-- start of Data rows --

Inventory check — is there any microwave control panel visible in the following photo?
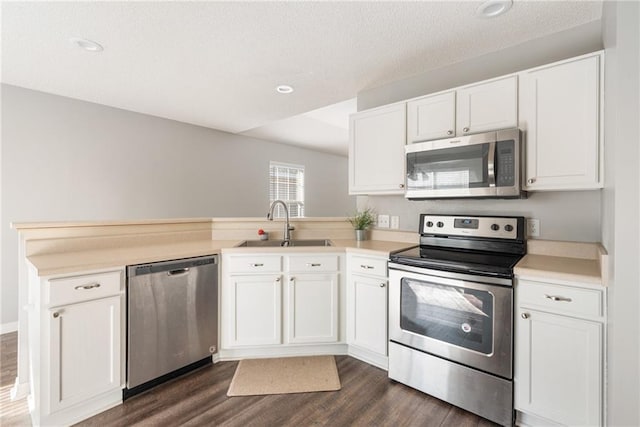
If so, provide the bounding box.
[496,141,518,187]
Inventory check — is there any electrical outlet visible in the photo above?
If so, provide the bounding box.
[378,215,389,228]
[527,218,540,237]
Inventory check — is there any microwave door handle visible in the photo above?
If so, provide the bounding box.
[487,142,496,187]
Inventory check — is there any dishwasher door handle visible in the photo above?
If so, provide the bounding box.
[167,268,189,276]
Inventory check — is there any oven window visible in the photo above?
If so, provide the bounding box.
[400,278,494,354]
[407,144,489,190]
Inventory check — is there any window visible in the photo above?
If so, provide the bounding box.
[269,162,304,218]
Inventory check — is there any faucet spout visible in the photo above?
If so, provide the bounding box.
[267,200,295,242]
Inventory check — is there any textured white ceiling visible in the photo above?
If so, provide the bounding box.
[2,0,602,152]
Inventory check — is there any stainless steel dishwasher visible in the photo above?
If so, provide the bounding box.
[123,255,218,399]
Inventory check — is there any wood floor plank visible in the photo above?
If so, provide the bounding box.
[0,333,495,427]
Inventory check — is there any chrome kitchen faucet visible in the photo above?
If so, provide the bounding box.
[267,200,296,246]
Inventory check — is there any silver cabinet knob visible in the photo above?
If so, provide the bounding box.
[544,294,572,302]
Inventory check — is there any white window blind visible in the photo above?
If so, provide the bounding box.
[269,162,304,218]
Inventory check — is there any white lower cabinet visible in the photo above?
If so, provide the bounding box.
[515,280,605,426]
[347,255,388,369]
[29,271,124,425]
[225,274,282,346]
[48,296,121,412]
[286,273,338,343]
[221,253,342,356]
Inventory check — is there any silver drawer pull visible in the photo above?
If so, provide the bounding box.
[544,294,571,302]
[75,283,100,290]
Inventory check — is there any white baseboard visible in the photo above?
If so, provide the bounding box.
[0,322,18,335]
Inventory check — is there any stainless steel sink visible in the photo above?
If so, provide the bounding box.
[236,239,333,248]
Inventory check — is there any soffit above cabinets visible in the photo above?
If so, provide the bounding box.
[1,0,602,154]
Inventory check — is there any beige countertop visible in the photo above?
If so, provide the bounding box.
[514,241,607,286]
[27,240,415,277]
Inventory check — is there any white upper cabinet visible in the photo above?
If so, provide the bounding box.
[349,103,407,194]
[456,76,518,135]
[407,76,518,144]
[407,91,456,143]
[520,53,603,191]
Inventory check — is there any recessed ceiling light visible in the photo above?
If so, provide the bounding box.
[476,0,513,18]
[276,85,293,93]
[69,37,104,52]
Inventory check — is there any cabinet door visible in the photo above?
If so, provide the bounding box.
[46,296,122,413]
[515,308,603,426]
[228,274,282,347]
[287,273,338,343]
[456,76,518,135]
[348,274,387,356]
[407,91,456,143]
[520,56,602,190]
[349,104,406,194]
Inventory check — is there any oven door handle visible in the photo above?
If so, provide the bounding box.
[469,270,500,276]
[487,142,496,187]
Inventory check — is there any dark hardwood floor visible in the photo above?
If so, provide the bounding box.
[0,334,495,427]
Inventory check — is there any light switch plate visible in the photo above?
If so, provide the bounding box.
[378,215,389,228]
[527,218,540,237]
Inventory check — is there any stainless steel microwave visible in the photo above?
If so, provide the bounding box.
[405,129,526,200]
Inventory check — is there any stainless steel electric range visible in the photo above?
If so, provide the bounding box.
[389,214,526,426]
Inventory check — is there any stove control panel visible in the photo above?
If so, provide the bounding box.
[420,214,524,239]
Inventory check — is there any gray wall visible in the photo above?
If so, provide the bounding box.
[0,85,355,324]
[602,2,640,426]
[357,21,603,242]
[358,191,600,242]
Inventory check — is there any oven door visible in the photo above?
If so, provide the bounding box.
[389,264,513,379]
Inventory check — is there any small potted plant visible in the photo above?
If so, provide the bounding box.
[349,208,376,240]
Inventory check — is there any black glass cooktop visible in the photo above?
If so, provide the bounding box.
[389,246,523,278]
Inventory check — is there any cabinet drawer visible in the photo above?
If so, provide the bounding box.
[289,255,338,272]
[48,271,122,306]
[517,280,604,316]
[349,256,387,277]
[229,255,282,273]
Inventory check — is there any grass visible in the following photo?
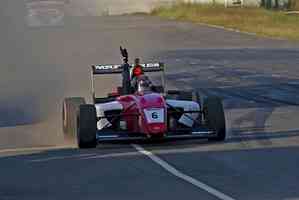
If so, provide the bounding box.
[151,3,299,40]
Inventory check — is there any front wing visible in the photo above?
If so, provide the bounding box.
[96,127,216,143]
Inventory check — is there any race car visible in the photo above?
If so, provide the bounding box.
[62,48,226,148]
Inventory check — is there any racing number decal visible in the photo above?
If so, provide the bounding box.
[144,108,164,123]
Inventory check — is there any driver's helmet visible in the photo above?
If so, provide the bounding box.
[137,75,151,92]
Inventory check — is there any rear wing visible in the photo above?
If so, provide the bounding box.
[91,63,164,75]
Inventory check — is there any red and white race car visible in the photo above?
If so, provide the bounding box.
[63,49,226,148]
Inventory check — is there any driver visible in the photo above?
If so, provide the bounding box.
[137,75,153,93]
[131,58,144,91]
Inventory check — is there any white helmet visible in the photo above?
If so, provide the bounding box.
[137,76,151,92]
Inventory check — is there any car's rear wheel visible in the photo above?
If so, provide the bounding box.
[77,104,97,148]
[62,97,85,138]
[203,97,226,141]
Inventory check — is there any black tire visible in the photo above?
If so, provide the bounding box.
[77,104,97,149]
[203,97,226,141]
[62,97,85,138]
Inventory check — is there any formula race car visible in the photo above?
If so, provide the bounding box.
[63,48,226,148]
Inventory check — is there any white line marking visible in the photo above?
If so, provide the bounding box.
[29,153,95,162]
[0,145,75,153]
[133,144,234,200]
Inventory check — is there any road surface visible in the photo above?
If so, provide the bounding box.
[0,0,299,200]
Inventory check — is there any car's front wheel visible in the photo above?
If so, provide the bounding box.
[203,97,226,141]
[62,97,85,138]
[77,104,97,149]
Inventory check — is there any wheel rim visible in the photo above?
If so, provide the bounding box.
[62,102,67,127]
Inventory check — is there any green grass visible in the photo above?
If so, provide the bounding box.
[151,3,299,40]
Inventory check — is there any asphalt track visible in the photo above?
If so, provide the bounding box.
[0,0,299,200]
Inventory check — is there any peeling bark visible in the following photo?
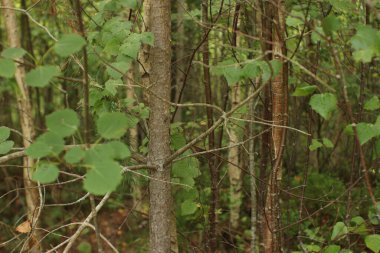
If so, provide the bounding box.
[2,0,41,252]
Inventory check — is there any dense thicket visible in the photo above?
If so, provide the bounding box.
[0,0,380,253]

-- end of Data rows --

Problem requirements: Rewrite the records, starting at the line that has "Inventory check — is there any driver visible" and stopping after the line that has "[2,0,41,252]", with "asphalt track" changed to "paved track" and nothing else changed. Leave the pictures out.

Response to this exercise:
Inventory check — is there any driver visible in the photo above?
If so, provide the bounding box.
[137,75,153,93]
[131,58,144,91]
Inventory check — is there any white helmet visible in the photo above?
If so, provide the bounding box.
[137,76,151,92]
Inventory check — is there any car's rear wheel visible in the photo above?
If so, provide the bounding box.
[77,104,97,148]
[62,97,85,138]
[203,97,226,141]
Inventory check — is there any black tire visible in the photo above?
If so, provide the bounding box.
[77,104,97,149]
[203,97,226,141]
[62,97,85,138]
Inventory check — is there any formula race car visible in the photo above?
If so, provide the bounding box.
[63,48,226,148]
Inventory check — is there any white line marking visible in the photo above?
If so, provide the bounding box.
[29,153,95,162]
[0,145,75,153]
[133,144,234,200]
Inventory check — is there any road surface visible in the photo above?
If so, provide the bounding box.
[0,0,299,200]
Inventory check — is there any car's front wheel visible in the photo above?
If so, provide the bounding box.
[203,97,226,141]
[62,97,85,138]
[77,104,97,149]
Inventory check — is there any wheel rim visible in the photo above?
If so, provide the bounding box.
[62,102,67,127]
Inventory check — is there any green grass visible in the photo above?
If so, provide the bounding box.
[151,3,299,40]
Inventory check — is there any paved track visible in the photo above?
If so, provide the bounding box.
[0,0,299,200]
Inventory check — is there any peeling bark visible in the following photo?
If so, provide the bounding box.
[2,0,41,252]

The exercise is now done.